**Extrait source:**
EDITORIAL. I24NEWS. En trois mois à peine, la coalition a dilapidé l’un des plus éclatants succès politiques de la droite israélienne
Les causes de ce revers sont nombreuses :
D’abord, la campagne de protestation formidablement bien orchestrée, à coups de millions de shekels, venus d’Israël et de l’étranger, par les opposants à la réforme. De facto, avec cette campagne, l’opposition s’est accaparée, dans la rue, le pouvoir qu’elle n’a pas obtenu le 1er novembre dernier dans les urnes. Et elle ne l’a pas lâché jusqu’à ce que Netanyahou mette un genou à terre. Grâce à un soutien massif des médias israéliens engagés à ses côtés, grâce à une conseillère juridique du gouvernement devenue véritable cheval de Troie anti-réforme, grâce à une stupéfiante complaisance de l’état-major militaire envers des réservistes qui ont menacé de ne plus servir si la réforme était votée et enfin, grâce à un usage terriblement abusif d’une sémantique-catastrophe sur les risques de « dictature », les opposants à la réforme ont finalement obtenu gain de cause.
Une coalition gouvernementale ivre de pouvoir.
Mais ce succès de l’opposition aurait pu ne jamais se concrétiser… sans la (trop) nette victoire de la droite israélienne lors du scrutin du 1er novembre, et l’ivresse du pouvoir qu’elle a provoquée dans les rangs de la coalition. Personne à droite n’avait envisagé un scenario aussi favorable. Le score de 64 députés sur les 120 sièges à la Knesset a été tellement inattendu que les vainqueurs du scrutin se sont ensuite cru tout permis.
Privée de gouverner pendant un an et demi, la droite est revenue au pouvoir assoiffée d’action. Comme s’ils s’étaient installés sur le toit du monde avec leur 14 députés, Ben Gvir et Smotrich ont méprisé leurs adversaires. Arié Dery a fait voter une loi spéciale pour lui permettre de redevenir ministre. Et, enivré par l’air des sommets, le ministre de la Justice Yariv Levin s’est empressé de présenter sa réforme judiciaire, cinq jours à peine après la formation du gouvernement. Sans le moindre débat au sein du gouvernement, sans la moindre concertation avec l’opposition.

**Objectif de l'exercice:** Poursuivez l'éditorial sur la coalition israélienne en reprenant juste après sa dernière phrase.

**Données fournies:**

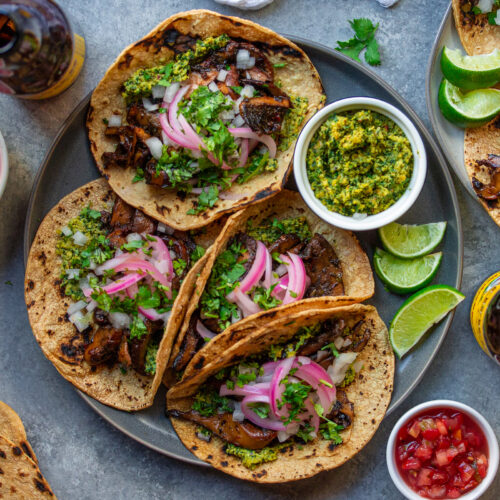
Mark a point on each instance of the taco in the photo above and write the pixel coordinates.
(298, 396)
(200, 117)
(477, 31)
(12, 428)
(20, 476)
(482, 160)
(106, 289)
(272, 259)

**Production attendue:**
Au lieu d’agir avec ruse et habileté comme l’avait fait dans les années 90 le juge Aaron Barak pour enclencher sa « révolution judiciaire », Levin et Rothman ont préféré mettre les pieds dans le plat. Au lieu d’administrer cette réforme à petites doses et discrètement, ils ont préféré jeter un véritable pavé dans la mare ! Alors que la colère de l’opposition grondait, Levin s’est montré arrogant et surtout incapable de mesurer les conséquences de sa démarche. Ce dédain, la coalition l’a encore démontré en ne prenant aucune mesure pour contrer la protestation du boulevard Kaplan. Ainsi, sous le stupide prétexte que le pouvoir n’a pas besoin de descendre dans la rue, la droite a laissé cette rue aux servantes écarlates et à ses plus farouches opposants… qui ne se sont pas fait prier. Lorsque l’on voit la mobilisation massive des militants nationalistes ce dimanche 27 mars à Jérusalem (près de 100 000 personnes en quelques heures), la droite peut avoir aujourd’hui de profonds regrets de ne pas avoir quitté plus tôt son « after-party » post-électorale.
Un Benjamin Netanyahou aux abonnés absents ?
Benjamin Netanyahou n’est pas exempt de critique. Certains diront que, depuis le 1er novembre, il n’a pas raté une occasion de se tromper entre la laborieuse formation de son gouvernement ou l’attribution de portefeuilles trop généreuse et peu adaptée à la droite sioniste religieuse… Lors de la formation du gouvernement, Netanyahou avait promis à l’administration Biden, inquiète de la forte présence du tandem Smotrich-Ben Gvir, qu’il « tiendrait solidement le volant de son gouvernement ». De facto, le Premier ministre a donné l’impression de gouverner en roue libre : il n’a pas sanctionné les déclarations intempestives de ses partenaires radicaux et les a même parfois justifiées.
Quant à la réforme de la justice, il a préféré s’aligner, dans les limites imposées par la conseillère juridique, sur la ligne dure de Yariv Levin plutôt que d’entamer un dialogue sur la voie d’un compromis…. Pour, au final laisser la situation se dégrader, limoger un Yoav Galant qui était jusque-là l’un de ses plus fidèles alliés, puis céder sous la pression populaire.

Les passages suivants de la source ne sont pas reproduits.